## Stated problem A:
Reproduce everything in the pyjanitor thread from "I'm just stream-of-consciousness'ing" down to "what is intended.".

GithubHelp home page GithubHelp logo

software paper about pyjanitor HOT 24 OPEN

pyjanitor-devs avatar pyjanitor-devs commented on August 20, 2024
software paper

from pyjanitor.

Comments (24)

jcmkk3 avatar jcmkk3 commented on August 20, 2024 2

Not sure how comprehensive that you're trying to be with the "Comparison to other tools" section, but another couple of tidyverse influenced libraries for python are plydata (https://github.com/has2k1/plydata) and kadro (https://github.com/koaning/kadro). I think that both are some of the most interesting previous art in the python space.

Also, one not tied to the tidyverse, but also some similar objectives with a verb based method chaining approach to data preparation, pdpipe (https://github.com/shaypal5/pdpipe).

from pyjanitor.

zbarry avatar zbarry commented on August 20, 2024 1

I think the wishlist section code example you've given argues very clearly why pyjanitor is so game-changing.

from pyjanitor.

zbarry avatar zbarry commented on August 20, 2024 1

Provide note in architecture section that the chaining is not copying data on each call unless that would be the point of the method. That's an important point for people concerned about performance.

from pyjanitor.

ericmjl avatar ericmjl commented on August 20, 2024 1

Wasn't very clear what I meant, haha. Idk, when I was reading this in a meeting, I kind of snickered because for whatever reason, to me at the time, it read like "yeah, sure, these people chipped in, but these other guys are more important" which, while that may not be an incorrect statement, could possibly be said in a different way. Not sure if others would read it like that.

Got it. Yes, could use rephrasing. Feel free to PR a change.

from pyjanitor.

Zsailer avatar Zsailer commented on August 20, 2024 1

After thinking about it for a bit, I don't think you need to add anything more about pandas-flavor 👍
The current level of detail is appropriate for your readers. Anything more gets into the "weeds" of Pandas.

That said, I've add a TL;DR section to the pandas-flavor README that you could always reference if you'd like (no pressure from me 😃). It provides a simple explanation of how method registration works in the register_dataframe_method decorator.

from pyjanitor.

ericmjl avatar ericmjl commented on August 20, 2024 1

@Zsailer thanks for the feedback! I'm more than happy to include you on the paper regardless, because pandas-flavor was very enabling for pyjanitor to become a reality. Would you still like to be included? Please let me know!

from pyjanitor.

zbarry avatar zbarry commented on August 20, 2024

Thanks Eric; this is quite the honor.

from pyjanitor.

szuckerman avatar szuckerman commented on August 20, 2024

Great! I'd be glad to take a look.

from pyjanitor.

zbarry avatar zbarry commented on August 20, 2024

Tidy data manuscript citation to possibly use: https://www.jstatsoft.org/article/view/v059i10

from pyjanitor.

zbarry avatar zbarry commented on August 20, 2024

I'm just stream-of-consciousness'ing things here that I might add in myself later.

Cite the SO study

from pyjanitor.

zbarry avatar zbarry commented on August 20, 2024

More significant has been the contributions from data scientists seeking a cleaner API for cleaning data

The connotation here is probably not what is intended.

from pyjanitor.

zbarry avatar zbarry commented on August 20, 2024

Diagrams showing how a DataFrame is progressively mutated over a chain of methods might be interesting.

from pyjanitor.

## Extracted records:
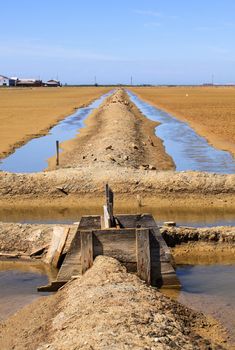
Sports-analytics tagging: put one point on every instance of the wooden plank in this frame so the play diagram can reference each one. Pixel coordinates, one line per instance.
(72, 262)
(86, 250)
(60, 248)
(116, 243)
(143, 255)
(90, 222)
(55, 241)
(107, 220)
(109, 204)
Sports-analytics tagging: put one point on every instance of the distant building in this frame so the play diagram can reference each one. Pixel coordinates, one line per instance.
(4, 81)
(12, 81)
(28, 82)
(52, 83)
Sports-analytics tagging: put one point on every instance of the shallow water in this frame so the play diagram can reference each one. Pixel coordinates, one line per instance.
(182, 216)
(188, 150)
(32, 157)
(19, 282)
(211, 290)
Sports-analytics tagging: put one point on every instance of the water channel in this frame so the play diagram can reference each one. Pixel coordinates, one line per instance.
(32, 157)
(210, 289)
(19, 282)
(188, 150)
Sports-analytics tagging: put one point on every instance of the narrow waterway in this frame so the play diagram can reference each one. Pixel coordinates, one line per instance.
(194, 217)
(188, 150)
(210, 289)
(32, 157)
(19, 282)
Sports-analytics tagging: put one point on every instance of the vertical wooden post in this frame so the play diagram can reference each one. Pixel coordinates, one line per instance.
(109, 204)
(57, 153)
(86, 250)
(143, 254)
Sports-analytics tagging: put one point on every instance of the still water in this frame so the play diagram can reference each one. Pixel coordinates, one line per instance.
(32, 157)
(188, 150)
(19, 282)
(211, 290)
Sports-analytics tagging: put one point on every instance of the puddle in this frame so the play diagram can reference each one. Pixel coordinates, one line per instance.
(19, 282)
(32, 157)
(188, 150)
(210, 289)
(182, 216)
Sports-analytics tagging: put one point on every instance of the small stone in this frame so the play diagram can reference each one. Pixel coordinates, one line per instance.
(133, 145)
(170, 223)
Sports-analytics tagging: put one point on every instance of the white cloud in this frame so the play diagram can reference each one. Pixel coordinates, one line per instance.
(40, 50)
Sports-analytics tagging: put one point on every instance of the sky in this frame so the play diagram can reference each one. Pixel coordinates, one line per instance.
(154, 41)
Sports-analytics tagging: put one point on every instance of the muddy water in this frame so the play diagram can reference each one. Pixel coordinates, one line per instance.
(32, 157)
(182, 216)
(188, 150)
(19, 282)
(211, 290)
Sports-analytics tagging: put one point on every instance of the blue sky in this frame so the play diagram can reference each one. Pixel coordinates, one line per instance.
(155, 41)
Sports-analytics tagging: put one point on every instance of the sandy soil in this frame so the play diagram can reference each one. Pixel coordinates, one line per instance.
(28, 113)
(116, 133)
(108, 308)
(68, 187)
(209, 110)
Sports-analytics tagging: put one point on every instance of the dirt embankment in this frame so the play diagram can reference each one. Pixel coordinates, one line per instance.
(116, 133)
(207, 245)
(28, 113)
(118, 146)
(108, 308)
(18, 238)
(68, 186)
(209, 110)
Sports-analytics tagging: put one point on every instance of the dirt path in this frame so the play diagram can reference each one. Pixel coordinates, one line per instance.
(118, 146)
(108, 308)
(29, 113)
(116, 133)
(209, 110)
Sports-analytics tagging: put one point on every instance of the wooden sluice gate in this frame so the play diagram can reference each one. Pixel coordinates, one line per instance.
(132, 239)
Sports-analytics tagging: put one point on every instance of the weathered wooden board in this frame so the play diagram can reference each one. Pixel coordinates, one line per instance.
(143, 255)
(60, 248)
(116, 243)
(58, 234)
(86, 250)
(90, 222)
(72, 262)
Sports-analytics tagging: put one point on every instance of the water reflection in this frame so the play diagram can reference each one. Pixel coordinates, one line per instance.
(32, 157)
(188, 150)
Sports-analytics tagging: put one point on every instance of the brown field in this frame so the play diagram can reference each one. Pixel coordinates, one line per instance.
(26, 113)
(209, 110)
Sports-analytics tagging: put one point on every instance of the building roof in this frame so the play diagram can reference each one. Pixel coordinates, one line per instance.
(3, 77)
(53, 81)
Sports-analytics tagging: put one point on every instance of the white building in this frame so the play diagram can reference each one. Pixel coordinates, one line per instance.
(4, 81)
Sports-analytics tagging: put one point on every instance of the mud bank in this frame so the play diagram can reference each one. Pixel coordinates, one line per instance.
(30, 113)
(108, 308)
(68, 186)
(116, 132)
(24, 239)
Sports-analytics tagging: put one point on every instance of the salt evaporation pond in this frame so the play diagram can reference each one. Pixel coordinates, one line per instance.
(32, 157)
(188, 150)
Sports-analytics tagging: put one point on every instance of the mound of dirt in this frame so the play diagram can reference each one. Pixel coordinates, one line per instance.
(107, 308)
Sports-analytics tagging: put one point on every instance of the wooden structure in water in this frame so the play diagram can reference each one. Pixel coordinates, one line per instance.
(132, 239)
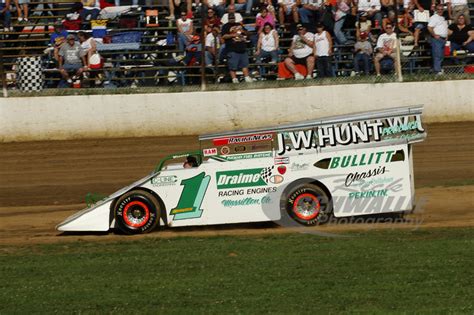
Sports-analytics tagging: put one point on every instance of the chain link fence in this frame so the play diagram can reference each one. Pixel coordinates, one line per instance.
(165, 74)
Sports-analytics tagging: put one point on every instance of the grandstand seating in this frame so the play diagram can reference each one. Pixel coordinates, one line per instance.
(152, 64)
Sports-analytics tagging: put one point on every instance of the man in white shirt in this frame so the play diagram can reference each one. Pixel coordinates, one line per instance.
(213, 45)
(386, 47)
(438, 28)
(372, 8)
(301, 52)
(231, 10)
(458, 7)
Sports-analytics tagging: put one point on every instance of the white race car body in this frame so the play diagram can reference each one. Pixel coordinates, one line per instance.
(363, 161)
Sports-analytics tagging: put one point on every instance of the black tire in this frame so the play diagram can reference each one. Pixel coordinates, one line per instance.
(309, 205)
(137, 212)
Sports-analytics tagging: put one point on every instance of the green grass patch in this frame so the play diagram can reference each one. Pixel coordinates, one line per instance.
(397, 271)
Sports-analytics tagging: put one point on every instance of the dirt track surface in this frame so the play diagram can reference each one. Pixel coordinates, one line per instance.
(42, 183)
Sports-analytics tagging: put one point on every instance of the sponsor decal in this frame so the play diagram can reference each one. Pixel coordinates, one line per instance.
(248, 191)
(354, 160)
(369, 194)
(235, 157)
(356, 176)
(164, 180)
(394, 129)
(282, 160)
(241, 178)
(276, 179)
(225, 150)
(281, 169)
(299, 167)
(209, 152)
(247, 201)
(242, 139)
(248, 178)
(346, 133)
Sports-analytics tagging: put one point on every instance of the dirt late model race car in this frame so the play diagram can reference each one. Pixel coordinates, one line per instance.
(340, 166)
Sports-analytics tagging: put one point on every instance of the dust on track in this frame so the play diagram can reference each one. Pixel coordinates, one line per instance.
(41, 183)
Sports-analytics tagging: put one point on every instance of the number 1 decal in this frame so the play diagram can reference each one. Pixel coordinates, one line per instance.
(189, 204)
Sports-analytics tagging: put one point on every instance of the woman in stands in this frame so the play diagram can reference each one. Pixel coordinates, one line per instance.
(88, 45)
(22, 7)
(267, 46)
(461, 35)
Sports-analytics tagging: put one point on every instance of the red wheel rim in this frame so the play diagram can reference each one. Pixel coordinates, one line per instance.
(306, 206)
(136, 214)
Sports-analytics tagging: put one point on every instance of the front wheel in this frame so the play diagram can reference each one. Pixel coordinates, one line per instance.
(137, 212)
(309, 205)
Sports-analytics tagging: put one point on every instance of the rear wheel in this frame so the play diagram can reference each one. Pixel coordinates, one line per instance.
(137, 212)
(309, 205)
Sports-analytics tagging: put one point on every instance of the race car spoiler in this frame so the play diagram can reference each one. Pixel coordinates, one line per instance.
(405, 111)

## Stated problem B:
Pull out every line of the rows above that contains the word "wooden".

## Answer A:
I'm just stream-of-consciousness'ing things here that I might add in myself later.

Cite the SO study

from pyjanitor.

zbarry avatar zbarry commented on August 20, 2024

More significant has been the contributions from data scientists seeking a cleaner API for cleaning data

The connotation here is probably not what is intended.

## Answer B:
Sports-analytics tagging: put one point on every instance of the wooden plank in this frame so the play diagram can reference each one. Pixel coordinates, one line per instance.
Sports-analytics tagging: put one point on every instance of the vertical wooden post in this frame so the play diagram can reference each one. Pixel coordinates, one line per instance.
Sports-analytics tagging: put one point on every instance of the wooden sluice gate in this frame so the play diagram can reference each one. Pixel coordinates, one line per instance.
Sports-analytics tagging: put one point on every instance of the weathered wooden board in this frame so the play diagram can reference each one. Pixel coordinates, one line per instance.
Sports-analytics tagging: put one point on every instance of the wooden structure in water in this frame so the play diagram can reference each one. Pixel coordinates, one line per instance.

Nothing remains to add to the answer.